◆ **TASKS TO COMPLETE**:
1. From the From, To and Cc lines of the mailing-list message on the Character Model below, list every email address.
2. Answer these questions using the mailing-list message on the Character Model below:
(a) On what date was the message sent?
(b) Which comment does Tim Bray mark as "Not satisfied"?
(c) Into which two parts does the reply propose splitting the matter?
3. Extend the mailing-list message on the Character Model below, picking up after its final line.

◆ **EXCERPT TO READ**:
Re: Your comments on the Character Model [C068-C072, C079] from Martin Duerst on 2004-02-06 (www-tag@w3.org from February 2004)

From: Martin Duerst <duerst@w3.org>
Date: Fri, 06 Feb 2004 18:02:16 -0500
To: Tim Bray <tbray@textuality.com>, "Richard Ishida" <ishida@w3.org>
Cc: www-tag@w3.org <www-tag@w3.org>, w3c-i18n-ig@w3.org, www-i18n-comments@w3.org
Message-Id: <4.2.0.58.J.20040126154038.079bded0@localhost>

At 10:42 04/01/24 -0800, Tim Bray wrote:

>C071:
>Not satisfied; see
>http://www.gbiv.com/protocols/uri/rev-2002/draft-fielding-uri-rfc2396bis-03. 
>html#comparison-string
>
>The point is that the phrase 'bit-for-bit' is misleading.  It's
>code-point-by-code-point; how these are encoded into bits is a red
>herring.

I think we are not too far apart. How codepoints are encoded into
bits is not a red herring, but an important issue. The citation
that you give above gives some examples. For people to understand
that it's important that they compare characters, it's important
to talk about bits and bytes in one way or another.

Maybe one solution we could try is to split this into two parts:
- How to do string matching by comparing codepoints.
- How to compare codepoints by comparing bits.
The later would be marked as 'just one way to do it'.

What do you think?

◆ **DATA EXCERPT**:
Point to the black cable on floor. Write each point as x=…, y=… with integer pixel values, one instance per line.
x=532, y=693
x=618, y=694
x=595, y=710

◆ **TASK RESPONSES**:
1.
duerst@w3.org
tbray@textuality.com
ishida@w3.org
www-tag@w3.org
w3c-i18n-ig@w3.org
www-i18n-comments@w3.org

2.
(a) Friday, February 6, 2004.
(b) C071.
(c) How to do string matching by comparing codepoints, and how to compare codepoints by comparing bits.

3.
>C072: Semi-satisfied.  Does the charmod contain a discussion of the
>subtle-but-nonzero differences between 10646 and Unicode?   I note that
>this is touched on in the response to C128, and the point that the
>Unicode spec is well-written, useful, available on-line or in an
>excellent book is also worth making.  Clearly this meta-reference stuff
>is material to charmod's readers.

We discussed this on the TAG. I think you agreed that you would
look at this again, and give us some concrete suggestions of
what we are missing. We would need this in no less than a few
days if we want to include it into our next publication.

Regards,    Martin.

>C073: Satisfied
>C074: Pending not-yet-made edit, but it sounds like we're probably OK
>C079: Really a special case of C074, but satisfied.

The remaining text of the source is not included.